__Source records__:
*** Block opens ***
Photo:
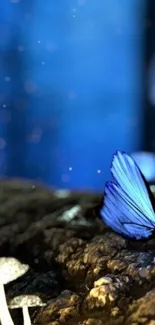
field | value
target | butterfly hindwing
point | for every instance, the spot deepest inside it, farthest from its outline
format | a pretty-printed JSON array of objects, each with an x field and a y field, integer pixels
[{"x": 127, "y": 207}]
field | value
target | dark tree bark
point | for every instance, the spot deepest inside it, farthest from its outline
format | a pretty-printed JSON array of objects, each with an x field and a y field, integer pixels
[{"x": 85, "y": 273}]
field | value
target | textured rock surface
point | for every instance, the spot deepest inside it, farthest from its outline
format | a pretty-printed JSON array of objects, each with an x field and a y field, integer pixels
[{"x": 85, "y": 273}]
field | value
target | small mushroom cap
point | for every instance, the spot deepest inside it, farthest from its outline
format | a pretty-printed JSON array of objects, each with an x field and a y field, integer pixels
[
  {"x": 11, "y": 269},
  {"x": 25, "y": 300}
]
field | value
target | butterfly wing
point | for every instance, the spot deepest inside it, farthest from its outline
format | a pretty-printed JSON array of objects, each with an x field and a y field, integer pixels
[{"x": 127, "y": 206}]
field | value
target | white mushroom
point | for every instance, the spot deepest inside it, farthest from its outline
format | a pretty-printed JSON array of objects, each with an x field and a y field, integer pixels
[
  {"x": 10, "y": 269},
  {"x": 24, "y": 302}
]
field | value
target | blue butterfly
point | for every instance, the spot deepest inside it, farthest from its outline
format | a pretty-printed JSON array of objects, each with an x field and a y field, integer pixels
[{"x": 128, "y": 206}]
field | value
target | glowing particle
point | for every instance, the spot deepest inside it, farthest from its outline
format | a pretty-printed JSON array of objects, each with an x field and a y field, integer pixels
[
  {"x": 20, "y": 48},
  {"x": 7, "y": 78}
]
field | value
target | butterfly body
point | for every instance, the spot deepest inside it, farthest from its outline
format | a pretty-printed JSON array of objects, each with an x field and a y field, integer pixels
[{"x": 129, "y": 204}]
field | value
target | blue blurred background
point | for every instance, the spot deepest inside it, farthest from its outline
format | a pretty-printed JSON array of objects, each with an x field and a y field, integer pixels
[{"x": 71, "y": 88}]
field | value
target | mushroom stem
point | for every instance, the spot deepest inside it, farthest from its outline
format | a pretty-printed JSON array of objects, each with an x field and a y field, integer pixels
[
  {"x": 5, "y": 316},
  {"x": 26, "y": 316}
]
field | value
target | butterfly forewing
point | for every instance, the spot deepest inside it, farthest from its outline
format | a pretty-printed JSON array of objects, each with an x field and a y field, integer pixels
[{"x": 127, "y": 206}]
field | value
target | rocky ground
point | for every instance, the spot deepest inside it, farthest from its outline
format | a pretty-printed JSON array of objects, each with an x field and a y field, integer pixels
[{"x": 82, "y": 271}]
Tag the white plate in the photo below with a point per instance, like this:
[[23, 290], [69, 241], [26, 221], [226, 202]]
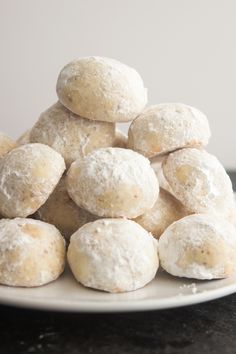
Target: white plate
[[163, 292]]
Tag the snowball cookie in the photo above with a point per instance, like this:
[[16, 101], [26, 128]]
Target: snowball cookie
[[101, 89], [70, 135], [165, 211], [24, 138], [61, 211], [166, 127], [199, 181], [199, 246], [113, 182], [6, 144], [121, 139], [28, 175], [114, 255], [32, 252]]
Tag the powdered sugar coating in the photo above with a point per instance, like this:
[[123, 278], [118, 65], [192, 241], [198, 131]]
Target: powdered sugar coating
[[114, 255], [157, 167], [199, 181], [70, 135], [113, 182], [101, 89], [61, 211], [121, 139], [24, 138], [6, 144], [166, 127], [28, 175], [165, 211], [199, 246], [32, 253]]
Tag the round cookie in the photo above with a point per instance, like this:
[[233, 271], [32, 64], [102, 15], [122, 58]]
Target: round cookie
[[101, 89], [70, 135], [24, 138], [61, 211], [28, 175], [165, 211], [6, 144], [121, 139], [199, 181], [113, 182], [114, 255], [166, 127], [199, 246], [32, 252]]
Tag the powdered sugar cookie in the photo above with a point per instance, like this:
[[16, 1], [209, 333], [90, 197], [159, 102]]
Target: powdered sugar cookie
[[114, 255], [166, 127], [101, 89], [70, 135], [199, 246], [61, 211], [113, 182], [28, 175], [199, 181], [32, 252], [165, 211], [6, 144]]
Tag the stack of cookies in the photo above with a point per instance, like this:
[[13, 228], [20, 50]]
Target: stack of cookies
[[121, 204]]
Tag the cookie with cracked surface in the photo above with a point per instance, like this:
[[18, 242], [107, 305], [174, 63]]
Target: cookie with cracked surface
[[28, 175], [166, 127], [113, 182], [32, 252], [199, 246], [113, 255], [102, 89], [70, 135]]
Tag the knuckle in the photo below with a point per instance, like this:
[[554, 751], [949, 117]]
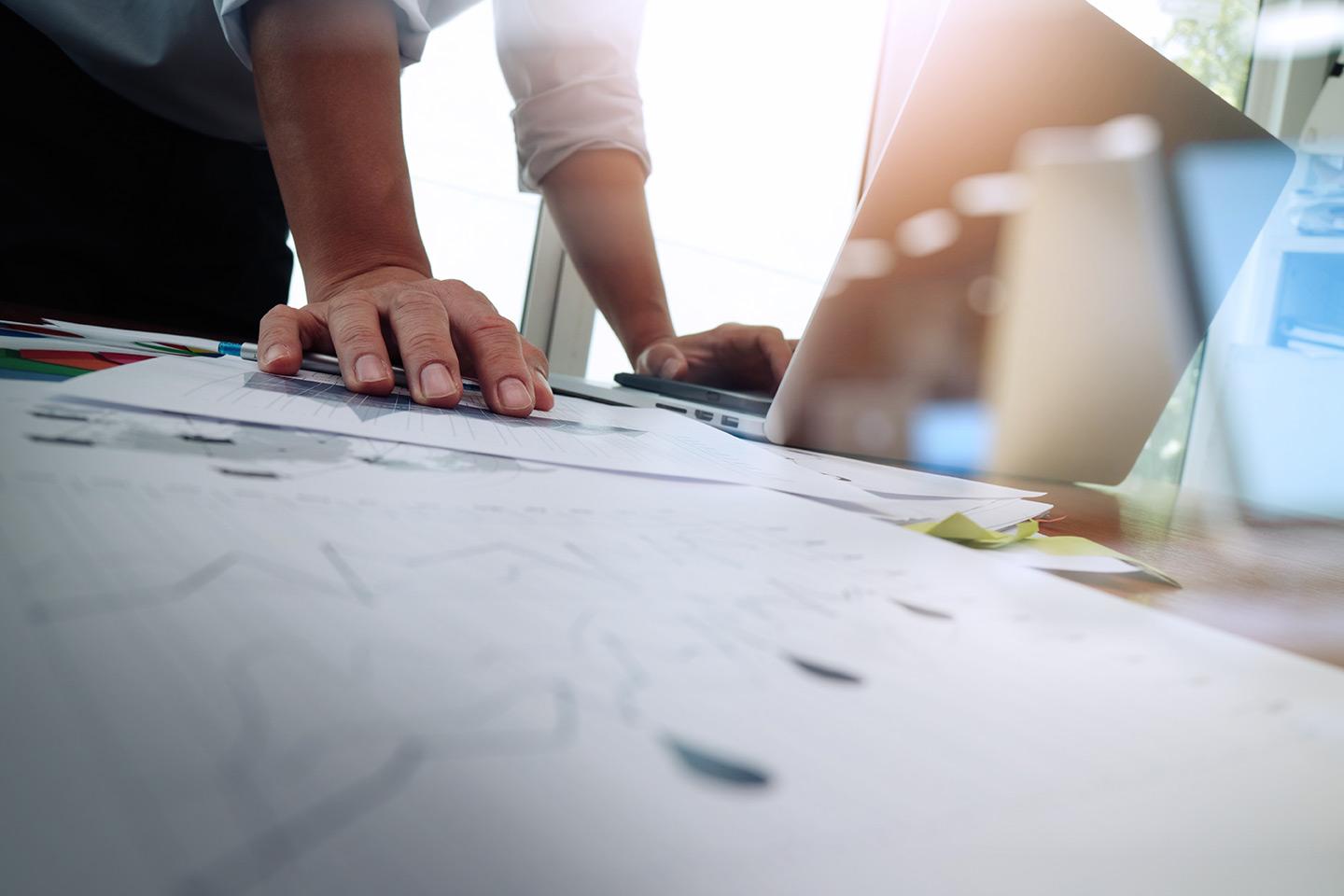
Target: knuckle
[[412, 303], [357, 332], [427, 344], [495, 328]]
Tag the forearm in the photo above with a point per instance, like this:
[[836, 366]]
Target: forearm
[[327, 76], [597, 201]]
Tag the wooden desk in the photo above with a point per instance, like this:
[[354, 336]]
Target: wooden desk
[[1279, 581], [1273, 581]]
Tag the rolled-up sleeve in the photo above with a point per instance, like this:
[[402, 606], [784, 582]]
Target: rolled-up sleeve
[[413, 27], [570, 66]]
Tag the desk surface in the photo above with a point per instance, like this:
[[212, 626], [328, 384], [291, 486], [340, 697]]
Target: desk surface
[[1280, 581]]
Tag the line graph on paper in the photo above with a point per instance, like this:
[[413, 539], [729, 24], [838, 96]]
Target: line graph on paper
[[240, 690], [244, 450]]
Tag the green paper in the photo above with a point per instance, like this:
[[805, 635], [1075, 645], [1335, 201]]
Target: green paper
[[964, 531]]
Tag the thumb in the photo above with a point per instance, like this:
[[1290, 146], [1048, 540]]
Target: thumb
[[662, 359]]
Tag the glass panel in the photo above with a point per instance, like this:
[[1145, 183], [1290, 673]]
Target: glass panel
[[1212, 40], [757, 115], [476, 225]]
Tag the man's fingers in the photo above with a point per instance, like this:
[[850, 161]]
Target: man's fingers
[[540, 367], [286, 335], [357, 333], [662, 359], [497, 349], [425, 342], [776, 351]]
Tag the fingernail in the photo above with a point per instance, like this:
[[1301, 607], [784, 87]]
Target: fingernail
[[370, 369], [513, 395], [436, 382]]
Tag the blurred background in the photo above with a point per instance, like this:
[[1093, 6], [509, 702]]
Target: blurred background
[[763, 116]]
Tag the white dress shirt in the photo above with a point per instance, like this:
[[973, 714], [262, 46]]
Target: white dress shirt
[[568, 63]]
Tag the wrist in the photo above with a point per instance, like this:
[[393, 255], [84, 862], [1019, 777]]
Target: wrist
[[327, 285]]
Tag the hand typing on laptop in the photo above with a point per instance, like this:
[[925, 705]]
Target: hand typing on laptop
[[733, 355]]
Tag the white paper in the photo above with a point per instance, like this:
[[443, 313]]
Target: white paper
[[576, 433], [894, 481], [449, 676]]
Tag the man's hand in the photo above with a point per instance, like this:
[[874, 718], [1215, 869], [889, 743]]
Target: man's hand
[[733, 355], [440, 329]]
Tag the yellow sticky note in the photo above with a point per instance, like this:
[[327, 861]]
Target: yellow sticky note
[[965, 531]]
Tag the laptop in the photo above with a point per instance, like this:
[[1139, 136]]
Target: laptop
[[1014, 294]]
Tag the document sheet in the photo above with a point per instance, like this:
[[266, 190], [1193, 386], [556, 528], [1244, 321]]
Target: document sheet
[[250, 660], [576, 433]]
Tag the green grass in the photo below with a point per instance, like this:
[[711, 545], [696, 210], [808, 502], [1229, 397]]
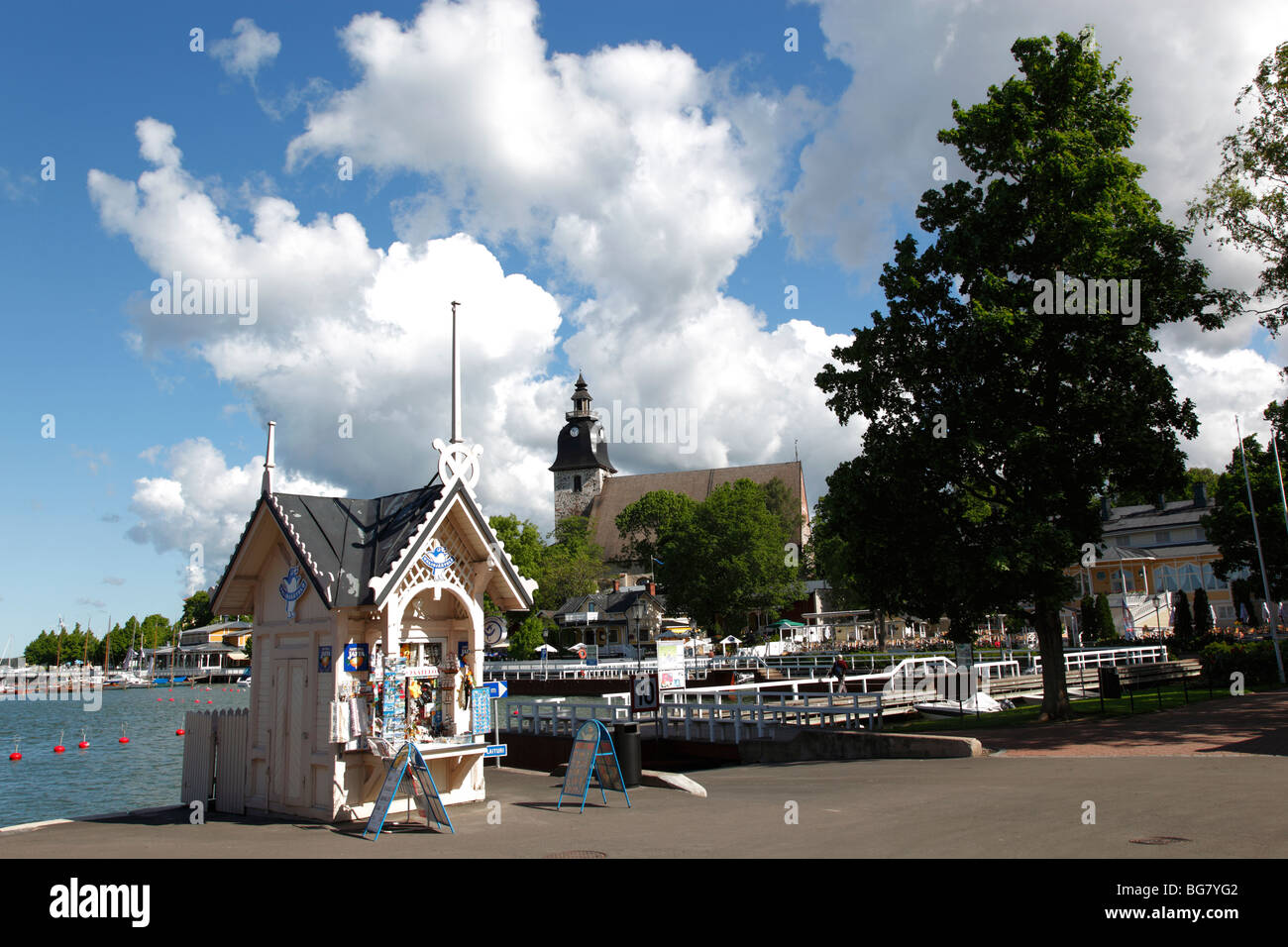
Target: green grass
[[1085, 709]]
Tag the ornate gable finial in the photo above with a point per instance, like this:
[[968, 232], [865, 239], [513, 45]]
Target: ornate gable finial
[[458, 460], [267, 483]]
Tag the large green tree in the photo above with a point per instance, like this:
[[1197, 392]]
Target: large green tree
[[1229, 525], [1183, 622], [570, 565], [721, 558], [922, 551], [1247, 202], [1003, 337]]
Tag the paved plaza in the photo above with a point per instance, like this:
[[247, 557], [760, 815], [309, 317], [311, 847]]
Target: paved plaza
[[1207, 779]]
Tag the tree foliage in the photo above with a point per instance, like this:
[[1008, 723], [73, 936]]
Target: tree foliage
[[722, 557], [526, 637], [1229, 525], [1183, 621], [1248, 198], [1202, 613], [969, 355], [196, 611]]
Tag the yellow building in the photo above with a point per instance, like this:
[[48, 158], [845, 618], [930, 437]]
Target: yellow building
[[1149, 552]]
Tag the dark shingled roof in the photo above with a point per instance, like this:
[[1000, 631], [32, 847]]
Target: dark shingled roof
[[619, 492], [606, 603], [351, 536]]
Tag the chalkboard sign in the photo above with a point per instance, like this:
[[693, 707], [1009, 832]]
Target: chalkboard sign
*** Block closes ***
__Task item__:
The response should hold exactly the lines starting at the line with "Target: blurred background" and ending at the line with "[[925, 705]]", and no other line of the material above.

__Written response__:
Target: blurred background
[[763, 116]]
Tag the white dress shirt in the photo above with a point per instance, like this:
[[973, 714], [262, 46]]
Target: white dress shirt
[[568, 63]]
Tag the wrist in the photo above with a point per instance, like this:
[[393, 255], [84, 862], [1019, 777]]
Target: wrist
[[327, 285]]
Tag the hand typing on laptop in the photo above with a point per instance, like this:
[[925, 705]]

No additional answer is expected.